##### SOURCE DATA #####

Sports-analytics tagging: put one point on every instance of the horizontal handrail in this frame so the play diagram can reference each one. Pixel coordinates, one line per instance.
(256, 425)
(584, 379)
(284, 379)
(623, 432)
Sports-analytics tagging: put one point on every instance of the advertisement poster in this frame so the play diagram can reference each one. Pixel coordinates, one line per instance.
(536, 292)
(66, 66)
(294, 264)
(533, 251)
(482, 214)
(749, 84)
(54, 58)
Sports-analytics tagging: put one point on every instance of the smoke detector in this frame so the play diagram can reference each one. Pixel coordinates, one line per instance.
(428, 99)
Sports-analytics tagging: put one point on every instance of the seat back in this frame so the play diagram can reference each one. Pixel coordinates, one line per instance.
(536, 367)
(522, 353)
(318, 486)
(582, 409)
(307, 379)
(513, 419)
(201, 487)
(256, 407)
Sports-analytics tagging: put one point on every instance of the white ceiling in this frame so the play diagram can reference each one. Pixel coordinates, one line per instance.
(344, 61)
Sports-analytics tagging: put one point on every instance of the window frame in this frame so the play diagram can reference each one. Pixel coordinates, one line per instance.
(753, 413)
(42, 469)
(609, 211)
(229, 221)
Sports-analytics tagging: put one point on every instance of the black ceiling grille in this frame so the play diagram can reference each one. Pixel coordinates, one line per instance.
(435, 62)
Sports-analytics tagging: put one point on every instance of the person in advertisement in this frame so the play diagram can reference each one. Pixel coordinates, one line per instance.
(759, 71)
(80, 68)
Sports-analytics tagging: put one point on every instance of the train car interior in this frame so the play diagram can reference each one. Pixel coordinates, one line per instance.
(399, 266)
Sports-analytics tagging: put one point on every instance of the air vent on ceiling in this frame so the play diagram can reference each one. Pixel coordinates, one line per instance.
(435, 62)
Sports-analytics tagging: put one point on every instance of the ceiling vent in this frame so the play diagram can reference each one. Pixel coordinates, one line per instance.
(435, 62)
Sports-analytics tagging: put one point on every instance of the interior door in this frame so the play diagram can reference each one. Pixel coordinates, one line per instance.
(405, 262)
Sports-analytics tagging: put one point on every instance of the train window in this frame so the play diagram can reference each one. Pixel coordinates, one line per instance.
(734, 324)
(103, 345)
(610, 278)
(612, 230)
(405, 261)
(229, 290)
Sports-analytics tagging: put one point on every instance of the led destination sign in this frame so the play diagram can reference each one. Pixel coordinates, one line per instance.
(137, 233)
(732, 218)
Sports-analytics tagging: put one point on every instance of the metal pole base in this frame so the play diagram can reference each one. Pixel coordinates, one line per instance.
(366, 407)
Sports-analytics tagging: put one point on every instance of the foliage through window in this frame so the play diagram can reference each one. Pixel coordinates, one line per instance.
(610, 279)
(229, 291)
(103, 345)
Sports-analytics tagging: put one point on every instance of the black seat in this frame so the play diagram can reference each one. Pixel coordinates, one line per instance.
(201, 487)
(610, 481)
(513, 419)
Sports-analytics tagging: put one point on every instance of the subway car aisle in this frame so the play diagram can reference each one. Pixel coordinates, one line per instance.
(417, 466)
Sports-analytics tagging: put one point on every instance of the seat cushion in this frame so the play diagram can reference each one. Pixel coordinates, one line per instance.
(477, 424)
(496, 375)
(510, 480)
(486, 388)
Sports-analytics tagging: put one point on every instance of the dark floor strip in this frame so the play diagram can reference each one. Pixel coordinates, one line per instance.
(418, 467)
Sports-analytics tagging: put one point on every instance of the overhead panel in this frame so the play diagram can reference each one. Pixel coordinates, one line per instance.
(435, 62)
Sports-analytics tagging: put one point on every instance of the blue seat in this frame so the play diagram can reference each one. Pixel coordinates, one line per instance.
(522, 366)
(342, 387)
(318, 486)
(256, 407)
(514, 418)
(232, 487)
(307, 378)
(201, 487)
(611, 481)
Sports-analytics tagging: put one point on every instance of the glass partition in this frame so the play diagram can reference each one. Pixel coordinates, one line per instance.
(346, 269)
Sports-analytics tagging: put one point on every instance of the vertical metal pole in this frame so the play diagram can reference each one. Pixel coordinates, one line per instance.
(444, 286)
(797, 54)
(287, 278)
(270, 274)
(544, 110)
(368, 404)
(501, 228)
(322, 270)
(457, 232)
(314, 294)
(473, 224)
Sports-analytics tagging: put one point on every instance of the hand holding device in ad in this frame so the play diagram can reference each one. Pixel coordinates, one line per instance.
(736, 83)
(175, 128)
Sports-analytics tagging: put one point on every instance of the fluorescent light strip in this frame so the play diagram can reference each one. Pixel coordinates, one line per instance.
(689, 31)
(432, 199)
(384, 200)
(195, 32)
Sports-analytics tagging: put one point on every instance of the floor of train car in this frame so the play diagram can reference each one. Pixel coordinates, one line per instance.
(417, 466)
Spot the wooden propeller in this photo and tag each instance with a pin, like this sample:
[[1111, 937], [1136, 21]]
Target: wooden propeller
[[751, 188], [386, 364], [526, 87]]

#####

EXERCISE BRIEF → Each entry should be reproduced in the output exactly.

SOLUTION FOR THIS EXERCISE →
Sports-analytics tagging: put one point on every instance of the horizontal handrail in this frame so the play diagram can reference each one. Pixel coordinates, one line per instance.
(256, 425)
(584, 379)
(284, 379)
(623, 432)
Sports-analytics tagging: put one point on every instance of the advertisement poster in this frame so the play diagram can reference each one. Pixel coordinates, one line per instance.
(536, 292)
(66, 66)
(294, 264)
(533, 251)
(482, 214)
(749, 84)
(54, 58)
Sports-analytics tagging: put one point on every instance of the smoke detector in this frame so the play diagram can reference each one. Pixel coordinates, one line per instance.
(428, 99)
Sports-analytics tagging: put one point on every instance of the seat back in this frame so the play diagram can reference each one. Pixel coordinates, one line per instance.
(536, 367)
(522, 353)
(318, 486)
(582, 409)
(307, 379)
(513, 419)
(201, 487)
(256, 407)
Sports-analytics tagging: put one point on every instance of the white ceiling in this frame so the play diagram can reference each one. Pixel coordinates, one line per instance.
(344, 61)
Sports-analytics tagging: put one point on every instance of the window frame in this frame so the play diagram can reference each one. Pixel coordinates, one line per instance.
(753, 413)
(42, 469)
(609, 211)
(229, 221)
Sports-analytics tagging: put one point on every instance of the black ceiling grille in this frame so the play diagram can reference each one. Pixel coordinates, one line per instance.
(435, 62)
Sports-analytics tagging: put one point on every instance of the person in advertisement in this frame so the play diagram can reference each one. Pixel coordinates, one line per instance.
(759, 71)
(80, 68)
Sports-analytics tagging: put one point on every instance of the train car interior in this frame so the play diagram can reference each one. Pixel coordinates, one line per instance.
(399, 266)
Sports-analytics tagging: put one point on every instance of the air vent on ceiling in this frame so the play diagram can reference each one. Pixel coordinates, one line per instance.
(435, 62)
Sports-analytics tagging: put one point on every instance of the ceiling vent in this frame so the play diagram can reference each one. Pixel coordinates, one line per instance.
(435, 62)
Sports-analytics tagging: put one point on every instance of the interior door in this frame so the play diagram can reference each one. Pixel coordinates, one line per instance.
(405, 262)
Sports-analytics tagging: put one point on every instance of the train window in this frame so the play diagram can reference each one. Pixel coordinates, one line per instance.
(734, 324)
(103, 345)
(610, 278)
(612, 230)
(405, 261)
(229, 290)
Sports-analytics tagging: put one point on every instance of the led destination sign in this frame so the play diagram can reference each one. Pixel coordinates, one line per instance.
(137, 233)
(732, 218)
Sports-analytics tagging: put one point on every instance of the metal pole base in this frame so the play diagram can reference each one. Pixel coordinates, one line per instance.
(366, 407)
Sports-analytics tagging: put one point on every instance of the foliage through window in this frame so the play diagram can reference each one. Pixel coordinates, one line per instance.
(610, 279)
(229, 291)
(103, 345)
Sports-analytics tagging: put one point on every instance of the black seat in this frame so the play diagram can reference each one. Pixel coordinates, one line per instance.
(201, 487)
(610, 481)
(513, 419)
Sports-analytics tagging: put one point on every instance of the subway car aisle in this frame so the play diagram can reference each one. Pixel coordinates, one line per instance.
(417, 466)
Sports-analytics tagging: put one point on every instance of the seat cushion in this frame so the play diagram can reference each one. Pixel coordinates, one line per instance.
(477, 424)
(496, 375)
(510, 480)
(486, 388)
Sports-analytics tagging: put one point on every instance of the dark floor strip in this frame so the play diagram can reference each one. Pixel coordinates, one line per instance.
(418, 467)
Sports-analytics tagging: put one point on every instance of the overhead panel in this frame so the play diagram can reference each one. Pixel coordinates, one line per instance.
(435, 62)
Sports-analytics tagging: put one point on every instance of the blue seat in this frame so the play diagram can reference each one. Pixel coordinates, one line per instance.
(522, 366)
(342, 387)
(318, 486)
(256, 407)
(514, 418)
(232, 487)
(307, 378)
(201, 487)
(611, 481)
Sports-analytics tagging: put one point on every instance of the glass partition in this frame so the play diagram can reference each one. Pixel coordinates, one line per instance.
(346, 269)
Sports-analytics tagging: put one point on every instance of the vertical metal pole in this frame so the play diagram can reference each one. Pixel coordinates, one line per instance.
(444, 286)
(797, 54)
(287, 278)
(270, 274)
(544, 110)
(368, 404)
(501, 228)
(322, 270)
(457, 232)
(314, 294)
(473, 224)
Sports-analytics tagging: put one point on every instance of the hand holding device in ad in this frame so the play diagram can reference each one. Pixel coordinates, one line per instance.
(736, 83)
(175, 128)
Sports-analytics tagging: put one point on every instance of the fluorescent light strip in this frame so the play diagram can reference each one. Pixel coordinates, one line per instance.
(689, 31)
(432, 199)
(384, 200)
(195, 32)
Sports-analytics tagging: put one point on every instance of the floor of train car in this frame so the play diagram can reference each one. Pixel coordinates, one line per instance.
(417, 466)
Spot the wooden propeller in this photo and tag each instance with a pin, like this sample:
[[1111, 937], [1136, 21]]
Target: wooden propeller
[[751, 188], [386, 364], [526, 87]]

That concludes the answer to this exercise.